What you have to do: Can you copy every one of the items below word for word, omitting the pictures from your answer?

(Point-based annotation data)
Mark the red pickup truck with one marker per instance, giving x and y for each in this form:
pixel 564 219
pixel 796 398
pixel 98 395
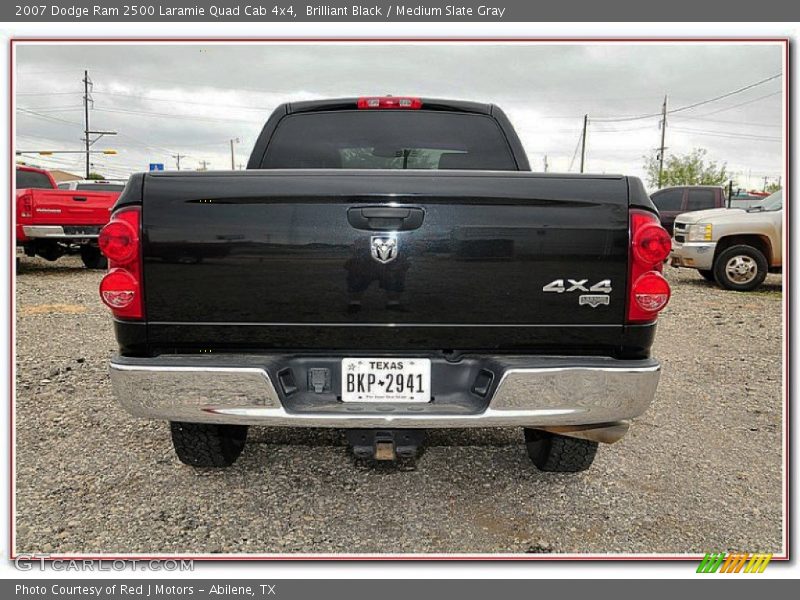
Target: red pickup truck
pixel 51 222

Answer to the exercise:
Mark the red pickup truck with one marker per instance, giving x and y for each in this form:
pixel 564 219
pixel 796 398
pixel 98 395
Target: red pickup truck
pixel 51 222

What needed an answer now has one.